■ **Stored data**
--- START ---
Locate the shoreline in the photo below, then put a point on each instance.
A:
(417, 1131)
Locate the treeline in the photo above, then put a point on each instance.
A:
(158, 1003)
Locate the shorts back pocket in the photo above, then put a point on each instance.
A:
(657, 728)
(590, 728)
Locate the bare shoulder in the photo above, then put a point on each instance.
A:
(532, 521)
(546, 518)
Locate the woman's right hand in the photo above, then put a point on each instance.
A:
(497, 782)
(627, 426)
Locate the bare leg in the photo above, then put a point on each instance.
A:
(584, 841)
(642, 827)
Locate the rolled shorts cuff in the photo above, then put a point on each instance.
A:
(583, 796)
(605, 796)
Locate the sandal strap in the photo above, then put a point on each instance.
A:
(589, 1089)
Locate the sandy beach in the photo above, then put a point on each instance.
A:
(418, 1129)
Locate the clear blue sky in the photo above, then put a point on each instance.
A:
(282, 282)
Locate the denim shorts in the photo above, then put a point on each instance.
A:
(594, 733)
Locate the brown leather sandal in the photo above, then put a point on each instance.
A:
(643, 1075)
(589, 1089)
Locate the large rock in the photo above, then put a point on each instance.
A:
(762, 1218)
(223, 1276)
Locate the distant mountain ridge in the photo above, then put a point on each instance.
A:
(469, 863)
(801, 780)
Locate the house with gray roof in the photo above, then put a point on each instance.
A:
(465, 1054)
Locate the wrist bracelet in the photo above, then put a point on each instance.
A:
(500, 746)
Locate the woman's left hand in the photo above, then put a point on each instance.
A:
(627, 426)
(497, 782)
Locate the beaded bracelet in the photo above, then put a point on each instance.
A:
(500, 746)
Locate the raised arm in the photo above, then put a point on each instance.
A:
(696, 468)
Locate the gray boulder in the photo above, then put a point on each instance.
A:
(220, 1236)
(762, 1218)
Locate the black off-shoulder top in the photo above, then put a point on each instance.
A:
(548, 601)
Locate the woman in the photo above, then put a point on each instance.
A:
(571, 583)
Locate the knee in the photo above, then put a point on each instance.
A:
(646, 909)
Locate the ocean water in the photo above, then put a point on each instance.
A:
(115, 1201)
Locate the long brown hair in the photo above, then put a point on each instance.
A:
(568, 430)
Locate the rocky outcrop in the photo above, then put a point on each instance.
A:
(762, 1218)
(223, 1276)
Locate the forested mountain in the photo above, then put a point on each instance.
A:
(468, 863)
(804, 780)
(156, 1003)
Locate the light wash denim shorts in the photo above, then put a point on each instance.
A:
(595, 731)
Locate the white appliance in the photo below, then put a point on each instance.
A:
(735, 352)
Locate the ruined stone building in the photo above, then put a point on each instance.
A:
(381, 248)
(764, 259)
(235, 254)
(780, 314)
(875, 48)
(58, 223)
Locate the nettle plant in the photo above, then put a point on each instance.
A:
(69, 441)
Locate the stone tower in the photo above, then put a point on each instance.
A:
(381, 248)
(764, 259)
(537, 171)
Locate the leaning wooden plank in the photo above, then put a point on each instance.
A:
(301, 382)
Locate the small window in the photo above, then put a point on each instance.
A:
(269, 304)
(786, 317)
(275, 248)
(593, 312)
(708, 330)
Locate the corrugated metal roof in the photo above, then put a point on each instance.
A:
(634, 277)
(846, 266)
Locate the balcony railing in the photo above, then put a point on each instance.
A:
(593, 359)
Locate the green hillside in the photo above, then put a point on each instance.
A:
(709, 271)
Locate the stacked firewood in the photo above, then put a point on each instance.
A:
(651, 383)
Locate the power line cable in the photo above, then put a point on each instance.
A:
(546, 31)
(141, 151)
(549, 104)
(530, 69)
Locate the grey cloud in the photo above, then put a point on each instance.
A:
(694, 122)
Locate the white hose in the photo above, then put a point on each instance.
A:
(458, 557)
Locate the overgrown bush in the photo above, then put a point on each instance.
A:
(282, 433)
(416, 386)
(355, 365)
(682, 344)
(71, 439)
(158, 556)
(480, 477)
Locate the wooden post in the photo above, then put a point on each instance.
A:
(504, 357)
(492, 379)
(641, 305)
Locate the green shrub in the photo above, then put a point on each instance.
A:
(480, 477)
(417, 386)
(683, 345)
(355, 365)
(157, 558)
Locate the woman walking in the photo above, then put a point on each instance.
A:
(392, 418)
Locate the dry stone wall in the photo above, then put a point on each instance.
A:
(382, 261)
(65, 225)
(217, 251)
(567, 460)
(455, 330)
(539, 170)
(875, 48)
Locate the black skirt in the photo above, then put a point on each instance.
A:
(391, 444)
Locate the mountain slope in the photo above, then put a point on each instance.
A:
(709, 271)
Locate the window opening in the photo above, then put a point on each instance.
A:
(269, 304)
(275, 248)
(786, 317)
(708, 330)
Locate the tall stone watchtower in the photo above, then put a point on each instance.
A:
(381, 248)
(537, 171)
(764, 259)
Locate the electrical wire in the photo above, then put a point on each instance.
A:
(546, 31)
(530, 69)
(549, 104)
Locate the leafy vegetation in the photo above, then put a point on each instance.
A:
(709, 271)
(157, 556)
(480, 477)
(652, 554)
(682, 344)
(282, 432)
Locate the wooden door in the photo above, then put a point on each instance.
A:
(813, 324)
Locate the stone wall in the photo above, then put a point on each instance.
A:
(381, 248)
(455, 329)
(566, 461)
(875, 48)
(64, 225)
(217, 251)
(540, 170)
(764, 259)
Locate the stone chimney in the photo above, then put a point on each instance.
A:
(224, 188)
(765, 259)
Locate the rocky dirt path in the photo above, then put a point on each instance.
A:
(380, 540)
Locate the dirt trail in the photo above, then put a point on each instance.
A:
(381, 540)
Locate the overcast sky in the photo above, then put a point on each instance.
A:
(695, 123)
--- END ---
■ **What is asked**
Rewrite every line of the data from its very beginning down through the line containing "(158, 1003)", shifting each point coordinate in the answers by adding 50 to it.

■ **Written response**
Locate the shoreline in the photo below, then put a point on each instance.
A:
(467, 1181)
Locate the treeline in the photo above, then put a point on each instance.
A:
(208, 1053)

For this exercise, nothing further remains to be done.